**Texto proporcionado**
((
De motos y una lágrima


Después de casi tres años decidí de nuevo comprar una moto. Aún la estoy pagando, pero sus resultados comienzan a verse: gasto menos, viajo más rápido y puedo estacionarla donde sea sin el estrés de andar taloneando un maldito espacio en los estacionamientos. Todo bien. Aunque no he olvidado los golpes que me dejó mi anterior caballo metálico y el casco aún tiene los raspones de las caídas no muy agradables que tuve, hay cierta tranquilidad en mi movilidad por la ciudad. Hasta el olor a humo es tolerable. No me enoja incluso soportar a los conductores infelices que se sienten superiores con sus cacharros y me cierran el espacio para no poder pasar. Es cierto que viajar en moto por la ciudad es síntoma de valentía y muchos me dicen que he cometido el peor error de mi vida al montarme nuevamente en esos vehículos, me consuelo al pensar que si tengo predestinado meterme un morongazo en el tráfico, no está de más apresurar el momento.

Las motos son livianas y lo llevan a donde uno quiera. He de decir que mi seca no es lujosa o de motor gigante, por el contrario es pequeña y cómoda. Se desplaza fácilmente por las caóticas calles y me permite dormir un poco más de tiempo por las mañanas porque sé que aunque haya tráfico endemoniado podré llegar a tiempo a donde vaya. Todo privilegio tiene su costo y en este caso sea quizá la vulnerabilidad del motorista.

Pero no quiero hablar tanto de la moto, sino lo que ocurrió el otro día en ella. Resulta que viajaba por la Carretera al Atlántico, y aunque el día era soleado, se tropezó una pequeña gota en mis anteojos. No podía soltar el timón y removerla porque sabía que era peor si la regaba, así que decidí dejarla posar en el aro derecho. La gota no se movía, y en la ausencia de entretemiento decidí hacer un soliloquio con la gota.

La gota no quiso responder, se creía muda. –¿de dónde vienes gota?, le dije. El cielo estaba despejado así que era imposible que fuese una gota de lluvia. Inteté recordar si había pasado un charco, pero el asfalto estaba seco y ardiente. –¿de dónde vienes gota?, le dije. Hasta imaginé que se trataba de mi propio sudor, pero el casco impedía que los líquidos corporales llegaran hasta mis anteojos.

Me comenzó a incomodar su silencio, quizá sea una secreción venida de otro vehículo, pero hacía mucho que no habían carros cerca de la carretera. Después de un silencio de varios kilómetros, entendí que las lágrimas no hablan. Y la dejé reposar hasta que se desvaneció. El viento que sopla viajando en la moto consumió la pequeña gota que en otro momento quizá no la hubiera entendido.

Comentarios

Lucy Chau dijo…
maravilloso, me encanta tu prosa poética.
))
**Datos presentados**
((
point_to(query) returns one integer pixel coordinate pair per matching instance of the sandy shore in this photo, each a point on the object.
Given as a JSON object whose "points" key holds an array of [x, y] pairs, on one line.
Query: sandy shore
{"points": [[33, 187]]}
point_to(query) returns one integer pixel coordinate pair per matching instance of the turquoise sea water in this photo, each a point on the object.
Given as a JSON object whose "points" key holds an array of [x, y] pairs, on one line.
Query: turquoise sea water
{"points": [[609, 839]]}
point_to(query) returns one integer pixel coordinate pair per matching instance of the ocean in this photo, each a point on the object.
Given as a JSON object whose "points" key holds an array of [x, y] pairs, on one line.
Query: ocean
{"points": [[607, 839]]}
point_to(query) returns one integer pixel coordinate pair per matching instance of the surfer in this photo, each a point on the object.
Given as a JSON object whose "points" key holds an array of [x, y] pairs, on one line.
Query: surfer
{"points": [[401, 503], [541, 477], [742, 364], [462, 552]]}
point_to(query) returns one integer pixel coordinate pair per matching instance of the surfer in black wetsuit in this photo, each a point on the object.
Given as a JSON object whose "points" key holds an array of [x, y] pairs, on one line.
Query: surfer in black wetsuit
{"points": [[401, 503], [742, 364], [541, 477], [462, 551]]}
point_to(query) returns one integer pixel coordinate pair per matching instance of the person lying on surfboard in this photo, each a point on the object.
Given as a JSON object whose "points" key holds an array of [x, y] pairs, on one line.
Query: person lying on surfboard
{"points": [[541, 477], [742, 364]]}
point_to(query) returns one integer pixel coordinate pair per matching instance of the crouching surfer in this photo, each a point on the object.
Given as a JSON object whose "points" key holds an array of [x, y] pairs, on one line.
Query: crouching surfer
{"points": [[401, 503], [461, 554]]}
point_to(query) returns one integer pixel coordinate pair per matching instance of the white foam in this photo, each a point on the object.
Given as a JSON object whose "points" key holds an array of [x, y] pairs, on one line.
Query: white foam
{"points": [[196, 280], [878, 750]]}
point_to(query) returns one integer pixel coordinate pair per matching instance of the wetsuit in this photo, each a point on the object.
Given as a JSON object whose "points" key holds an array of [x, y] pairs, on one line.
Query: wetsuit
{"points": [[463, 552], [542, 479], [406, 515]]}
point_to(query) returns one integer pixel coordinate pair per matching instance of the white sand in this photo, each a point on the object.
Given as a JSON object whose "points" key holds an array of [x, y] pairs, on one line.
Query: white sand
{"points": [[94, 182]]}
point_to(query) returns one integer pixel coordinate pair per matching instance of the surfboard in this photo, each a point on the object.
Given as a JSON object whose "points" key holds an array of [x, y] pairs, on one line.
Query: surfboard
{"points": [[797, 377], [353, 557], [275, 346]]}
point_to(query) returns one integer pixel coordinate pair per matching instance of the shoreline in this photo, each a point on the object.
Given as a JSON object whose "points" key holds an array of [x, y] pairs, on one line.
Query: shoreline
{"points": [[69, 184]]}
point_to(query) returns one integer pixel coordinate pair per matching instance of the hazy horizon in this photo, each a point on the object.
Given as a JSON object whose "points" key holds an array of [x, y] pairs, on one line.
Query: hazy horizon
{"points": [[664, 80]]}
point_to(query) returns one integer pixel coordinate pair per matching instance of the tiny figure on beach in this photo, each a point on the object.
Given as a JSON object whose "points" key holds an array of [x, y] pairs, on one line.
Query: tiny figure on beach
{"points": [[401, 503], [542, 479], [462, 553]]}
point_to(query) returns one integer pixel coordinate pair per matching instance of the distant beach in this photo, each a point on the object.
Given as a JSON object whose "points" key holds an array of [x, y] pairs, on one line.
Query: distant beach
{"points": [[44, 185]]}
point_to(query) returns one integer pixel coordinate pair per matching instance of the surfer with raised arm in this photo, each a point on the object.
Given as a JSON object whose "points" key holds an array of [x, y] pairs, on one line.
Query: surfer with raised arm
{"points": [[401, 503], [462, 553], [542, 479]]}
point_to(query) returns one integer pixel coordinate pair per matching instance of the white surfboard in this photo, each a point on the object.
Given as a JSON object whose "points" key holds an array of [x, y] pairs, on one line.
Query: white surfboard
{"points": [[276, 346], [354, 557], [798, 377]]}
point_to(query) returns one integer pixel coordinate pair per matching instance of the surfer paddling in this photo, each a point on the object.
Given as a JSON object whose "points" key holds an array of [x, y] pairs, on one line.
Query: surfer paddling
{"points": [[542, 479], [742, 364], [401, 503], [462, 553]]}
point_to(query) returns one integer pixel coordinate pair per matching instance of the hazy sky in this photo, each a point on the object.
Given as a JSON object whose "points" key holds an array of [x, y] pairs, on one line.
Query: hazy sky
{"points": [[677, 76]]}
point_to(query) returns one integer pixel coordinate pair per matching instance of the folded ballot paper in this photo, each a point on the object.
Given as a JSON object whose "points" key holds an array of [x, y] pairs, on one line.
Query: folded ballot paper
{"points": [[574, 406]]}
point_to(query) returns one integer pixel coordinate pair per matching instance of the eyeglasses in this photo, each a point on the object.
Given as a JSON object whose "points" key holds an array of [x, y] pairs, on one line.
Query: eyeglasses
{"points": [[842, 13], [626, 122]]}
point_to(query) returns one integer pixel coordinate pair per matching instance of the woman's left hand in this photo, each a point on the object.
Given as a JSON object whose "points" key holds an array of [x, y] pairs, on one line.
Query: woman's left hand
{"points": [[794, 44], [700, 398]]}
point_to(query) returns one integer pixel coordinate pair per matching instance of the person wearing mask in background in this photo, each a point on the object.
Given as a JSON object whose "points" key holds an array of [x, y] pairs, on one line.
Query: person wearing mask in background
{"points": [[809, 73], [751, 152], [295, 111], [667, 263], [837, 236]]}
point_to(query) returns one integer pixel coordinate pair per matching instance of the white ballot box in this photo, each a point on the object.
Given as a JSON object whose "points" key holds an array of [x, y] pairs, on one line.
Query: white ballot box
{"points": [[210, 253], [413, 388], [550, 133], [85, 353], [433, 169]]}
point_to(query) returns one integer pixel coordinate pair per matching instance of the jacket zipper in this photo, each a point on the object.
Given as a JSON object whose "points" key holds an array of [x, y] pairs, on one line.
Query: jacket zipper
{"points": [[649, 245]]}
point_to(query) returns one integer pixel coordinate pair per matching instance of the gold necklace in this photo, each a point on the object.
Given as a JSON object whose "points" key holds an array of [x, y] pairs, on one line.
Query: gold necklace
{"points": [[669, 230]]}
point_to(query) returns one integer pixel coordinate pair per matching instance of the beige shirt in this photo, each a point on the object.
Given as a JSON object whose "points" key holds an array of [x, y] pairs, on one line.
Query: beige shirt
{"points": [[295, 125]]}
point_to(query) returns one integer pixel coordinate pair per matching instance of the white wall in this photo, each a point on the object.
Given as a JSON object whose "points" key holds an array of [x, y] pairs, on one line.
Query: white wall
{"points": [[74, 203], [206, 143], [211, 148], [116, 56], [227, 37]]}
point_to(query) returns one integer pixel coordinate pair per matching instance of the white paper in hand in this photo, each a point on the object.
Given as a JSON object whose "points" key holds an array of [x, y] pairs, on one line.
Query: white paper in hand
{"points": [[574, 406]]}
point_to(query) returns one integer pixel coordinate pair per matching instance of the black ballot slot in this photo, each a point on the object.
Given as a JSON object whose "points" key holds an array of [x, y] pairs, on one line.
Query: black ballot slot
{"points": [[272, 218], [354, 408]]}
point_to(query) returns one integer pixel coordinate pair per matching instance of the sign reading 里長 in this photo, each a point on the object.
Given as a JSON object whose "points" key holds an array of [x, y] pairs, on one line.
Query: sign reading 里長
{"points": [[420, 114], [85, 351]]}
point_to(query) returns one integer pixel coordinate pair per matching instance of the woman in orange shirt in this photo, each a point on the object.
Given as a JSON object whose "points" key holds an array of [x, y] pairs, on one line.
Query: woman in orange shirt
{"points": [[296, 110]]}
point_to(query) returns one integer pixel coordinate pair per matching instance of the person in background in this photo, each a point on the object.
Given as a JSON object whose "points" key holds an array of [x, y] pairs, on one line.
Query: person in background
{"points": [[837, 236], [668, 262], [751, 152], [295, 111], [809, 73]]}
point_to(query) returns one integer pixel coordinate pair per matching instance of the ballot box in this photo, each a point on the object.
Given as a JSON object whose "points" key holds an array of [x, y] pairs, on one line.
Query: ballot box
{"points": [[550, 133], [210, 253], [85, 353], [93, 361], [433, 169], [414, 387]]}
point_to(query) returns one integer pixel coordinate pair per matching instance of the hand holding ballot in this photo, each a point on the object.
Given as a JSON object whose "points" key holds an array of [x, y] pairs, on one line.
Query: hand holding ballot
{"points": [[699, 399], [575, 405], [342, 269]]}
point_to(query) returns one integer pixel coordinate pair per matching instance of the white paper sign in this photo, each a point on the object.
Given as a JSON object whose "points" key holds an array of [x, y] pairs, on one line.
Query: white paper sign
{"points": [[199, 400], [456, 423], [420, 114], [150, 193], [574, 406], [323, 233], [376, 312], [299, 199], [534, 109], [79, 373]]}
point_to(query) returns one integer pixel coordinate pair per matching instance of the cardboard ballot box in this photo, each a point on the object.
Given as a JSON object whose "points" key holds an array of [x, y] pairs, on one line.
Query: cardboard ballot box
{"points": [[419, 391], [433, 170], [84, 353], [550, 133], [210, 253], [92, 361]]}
))
**Consigna de trabajo 1**
Según el texto sobre la moto y la lágrima, ¿por qué carretera se viajaba cuando la gota cayó en los anteojos?
**Consigna de trabajo 2**
Transcribe el fragmento del texto sobre la moto y la lágrima desde "Las motos son" hasta "vulnerabilidad del motorista.", ambos incluidos, sustituyendo "pequeña" por "compacta".

**Respuesta del ejercicio 1**
Por la Carretera al Atlántico.

**Respuesta del ejercicio 2**
Las motos son livianas y lo llevan a donde uno quiera. He de decir que mi seca no es lujosa o de motor gigante, por el contrario es compacta y cómoda. Se desplaza fácilmente por las caóticas calles y me permite dormir un poco más de tiempo por las mañanas porque sé que aunque haya tráfico endemoniado podré llegar a tiempo a donde vaya. Todo privilegio tiene su costo y en este caso sea quizá la vulnerabilidad del motorista.